- [Brief]: Copy out every record below, word for word.

Stored items

==================================================

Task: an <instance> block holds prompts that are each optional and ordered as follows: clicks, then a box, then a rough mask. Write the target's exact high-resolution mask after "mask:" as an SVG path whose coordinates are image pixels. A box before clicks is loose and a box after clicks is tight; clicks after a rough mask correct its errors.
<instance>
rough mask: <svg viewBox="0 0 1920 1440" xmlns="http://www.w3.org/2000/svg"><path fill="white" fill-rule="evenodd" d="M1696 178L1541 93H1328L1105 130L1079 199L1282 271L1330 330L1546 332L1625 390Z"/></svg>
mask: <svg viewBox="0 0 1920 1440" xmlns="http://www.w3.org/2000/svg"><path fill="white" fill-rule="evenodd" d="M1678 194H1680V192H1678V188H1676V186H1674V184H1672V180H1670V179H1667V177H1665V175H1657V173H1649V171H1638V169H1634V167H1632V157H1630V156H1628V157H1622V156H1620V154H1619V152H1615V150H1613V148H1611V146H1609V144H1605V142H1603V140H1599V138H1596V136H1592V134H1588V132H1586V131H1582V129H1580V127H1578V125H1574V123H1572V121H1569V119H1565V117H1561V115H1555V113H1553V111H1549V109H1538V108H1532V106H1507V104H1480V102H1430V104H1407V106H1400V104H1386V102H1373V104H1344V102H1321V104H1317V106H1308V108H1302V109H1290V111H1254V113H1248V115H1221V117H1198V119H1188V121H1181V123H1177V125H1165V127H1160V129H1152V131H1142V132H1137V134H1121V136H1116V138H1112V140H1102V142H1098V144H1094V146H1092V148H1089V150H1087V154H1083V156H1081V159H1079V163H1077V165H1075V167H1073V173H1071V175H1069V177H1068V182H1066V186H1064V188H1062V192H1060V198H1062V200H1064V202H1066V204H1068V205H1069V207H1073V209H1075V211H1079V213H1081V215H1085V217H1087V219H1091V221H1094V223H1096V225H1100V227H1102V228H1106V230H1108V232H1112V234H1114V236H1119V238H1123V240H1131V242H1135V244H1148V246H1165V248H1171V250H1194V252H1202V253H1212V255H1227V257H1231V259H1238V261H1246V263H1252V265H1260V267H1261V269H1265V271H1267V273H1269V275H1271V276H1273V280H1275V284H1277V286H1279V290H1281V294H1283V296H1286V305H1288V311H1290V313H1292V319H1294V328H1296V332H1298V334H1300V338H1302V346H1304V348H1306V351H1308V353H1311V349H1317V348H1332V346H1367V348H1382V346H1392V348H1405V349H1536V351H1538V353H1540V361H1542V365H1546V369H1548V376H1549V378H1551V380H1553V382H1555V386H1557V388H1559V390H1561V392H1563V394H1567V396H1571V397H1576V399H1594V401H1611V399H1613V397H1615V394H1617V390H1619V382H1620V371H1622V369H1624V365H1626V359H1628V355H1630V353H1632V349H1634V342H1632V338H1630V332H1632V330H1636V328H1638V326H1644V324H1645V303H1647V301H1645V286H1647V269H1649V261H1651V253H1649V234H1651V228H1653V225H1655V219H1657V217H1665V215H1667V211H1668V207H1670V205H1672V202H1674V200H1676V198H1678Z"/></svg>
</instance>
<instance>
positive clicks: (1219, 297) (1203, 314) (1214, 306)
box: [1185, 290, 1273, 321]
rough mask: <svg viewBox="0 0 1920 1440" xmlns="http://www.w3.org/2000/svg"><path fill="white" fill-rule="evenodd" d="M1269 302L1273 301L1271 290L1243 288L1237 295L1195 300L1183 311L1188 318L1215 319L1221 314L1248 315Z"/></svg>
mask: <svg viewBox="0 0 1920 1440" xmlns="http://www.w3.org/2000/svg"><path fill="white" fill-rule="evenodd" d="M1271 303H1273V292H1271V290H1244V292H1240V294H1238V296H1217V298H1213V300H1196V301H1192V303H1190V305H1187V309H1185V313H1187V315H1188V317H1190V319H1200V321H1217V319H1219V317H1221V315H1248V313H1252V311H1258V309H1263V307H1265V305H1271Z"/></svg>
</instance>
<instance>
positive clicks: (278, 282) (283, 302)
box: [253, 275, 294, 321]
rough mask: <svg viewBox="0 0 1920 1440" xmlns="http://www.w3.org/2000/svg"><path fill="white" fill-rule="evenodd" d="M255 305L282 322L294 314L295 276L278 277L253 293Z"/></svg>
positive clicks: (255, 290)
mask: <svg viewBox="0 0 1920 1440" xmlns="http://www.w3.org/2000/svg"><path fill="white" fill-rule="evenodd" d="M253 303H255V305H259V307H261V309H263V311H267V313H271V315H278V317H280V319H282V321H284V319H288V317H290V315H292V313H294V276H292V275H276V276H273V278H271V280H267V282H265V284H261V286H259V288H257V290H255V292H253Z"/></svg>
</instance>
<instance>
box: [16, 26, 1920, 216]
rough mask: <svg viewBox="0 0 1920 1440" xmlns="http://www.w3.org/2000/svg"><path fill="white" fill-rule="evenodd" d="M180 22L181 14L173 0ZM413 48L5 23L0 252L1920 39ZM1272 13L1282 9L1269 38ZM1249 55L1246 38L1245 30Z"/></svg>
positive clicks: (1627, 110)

==================================================

- [Response]:
Task: an <instance> block holds prompts that are each optional and ordered as follows: clicks, then a box, then a rough mask. Write the target's exact high-resolution mask after "mask:" as an SVG path whose coordinates are image pixels. A box before clicks is loose and a box after clicks is tight; clicks after a rough mask correct its errors.
<instance>
rough mask: <svg viewBox="0 0 1920 1440" xmlns="http://www.w3.org/2000/svg"><path fill="white" fill-rule="evenodd" d="M1696 178L1541 93H1328L1105 130L1079 199L1282 271L1330 330L1546 332L1625 390Z"/></svg>
mask: <svg viewBox="0 0 1920 1440" xmlns="http://www.w3.org/2000/svg"><path fill="white" fill-rule="evenodd" d="M1678 194H1680V192H1678V188H1676V186H1674V184H1672V180H1670V179H1667V177H1665V175H1657V173H1649V171H1638V169H1634V167H1632V157H1630V156H1628V157H1622V156H1620V154H1619V152H1615V150H1613V148H1611V146H1609V144H1605V142H1603V140H1599V138H1596V136H1592V134H1588V132H1586V131H1582V129H1580V127H1578V125H1574V123H1572V121H1569V119H1565V117H1561V115H1555V113H1553V111H1549V109H1538V108H1532V106H1507V104H1480V102H1430V104H1407V106H1400V104H1386V102H1373V104H1344V102H1321V104H1317V106H1308V108H1302V109H1290V111H1254V113H1248V115H1221V117H1198V119H1188V121H1181V123H1177V125H1165V127H1160V129H1152V131H1142V132H1137V134H1121V136H1116V138H1112V140H1102V142H1098V144H1094V146H1092V148H1089V150H1087V154H1083V156H1081V159H1079V163H1077V165H1075V167H1073V173H1071V175H1069V177H1068V182H1066V186H1064V188H1062V192H1060V198H1062V200H1064V202H1066V204H1068V205H1069V207H1073V209H1075V211H1079V213H1081V215H1085V217H1087V219H1091V221H1094V223H1096V225H1100V227H1102V228H1106V230H1108V232H1112V234H1114V236H1119V238H1123V240H1131V242H1135V244H1148V246H1165V248H1171V250H1194V252H1202V253H1212V255H1227V257H1231V259H1238V261H1246V263H1252V265H1260V267H1261V269H1265V271H1267V273H1269V275H1271V276H1273V280H1275V284H1277V286H1279V290H1281V294H1283V296H1286V305H1288V311H1290V313H1292V319H1294V328H1296V332H1298V334H1300V338H1302V346H1304V348H1306V351H1308V353H1311V349H1317V348H1332V346H1367V348H1382V346H1392V348H1405V349H1536V351H1538V353H1540V361H1542V365H1546V369H1548V376H1549V378H1551V380H1553V382H1555V386H1557V388H1559V390H1561V392H1563V394H1567V396H1571V397H1576V399H1594V401H1611V399H1613V397H1615V394H1617V390H1619V382H1620V371H1622V369H1624V365H1626V359H1628V355H1630V353H1632V349H1634V342H1632V338H1630V332H1632V330H1636V328H1638V326H1644V324H1645V303H1647V301H1645V286H1647V269H1649V261H1651V253H1649V234H1651V228H1653V225H1655V219H1657V217H1665V215H1667V211H1668V207H1670V205H1672V202H1674V200H1676V198H1678Z"/></svg>
</instance>
<instance>
positive clicks: (1219, 297) (1203, 314) (1214, 306)
box: [1185, 290, 1273, 321]
rough mask: <svg viewBox="0 0 1920 1440" xmlns="http://www.w3.org/2000/svg"><path fill="white" fill-rule="evenodd" d="M1269 302L1273 301L1271 290L1243 288L1237 295L1195 300L1183 311L1188 318L1215 319L1221 314L1248 315Z"/></svg>
mask: <svg viewBox="0 0 1920 1440" xmlns="http://www.w3.org/2000/svg"><path fill="white" fill-rule="evenodd" d="M1271 303H1273V292H1271V290H1244V292H1240V294H1238V296H1217V298H1213V300H1196V301H1192V303H1190V305H1187V309H1185V313H1187V315H1188V317H1190V319H1200V321H1217V319H1219V317H1221V315H1248V313H1252V311H1258V309H1263V307H1265V305H1271Z"/></svg>
</instance>
<instance>
positive clicks: (278, 282) (283, 302)
box: [253, 275, 294, 321]
rough mask: <svg viewBox="0 0 1920 1440" xmlns="http://www.w3.org/2000/svg"><path fill="white" fill-rule="evenodd" d="M255 305L282 322L294 314L295 276L278 277L253 293Z"/></svg>
positive clicks: (255, 290)
mask: <svg viewBox="0 0 1920 1440" xmlns="http://www.w3.org/2000/svg"><path fill="white" fill-rule="evenodd" d="M253 303H255V305H259V307H261V309H263V311H267V313H271V315H278V317H280V319H282V321H284V319H288V317H290V315H292V313H294V276H292V275H276V276H273V278H271V280H267V282H265V284H261V286H259V288H257V290H255V292H253Z"/></svg>
</instance>
<instance>
box: [16, 26, 1920, 216]
rough mask: <svg viewBox="0 0 1920 1440" xmlns="http://www.w3.org/2000/svg"><path fill="white" fill-rule="evenodd" d="M180 22L181 14L173 0ZM413 48L5 23L0 252L1920 39ZM1272 13L1282 9L1269 38ZM1249 55L1246 38L1245 30Z"/></svg>
positive clicks: (1627, 110)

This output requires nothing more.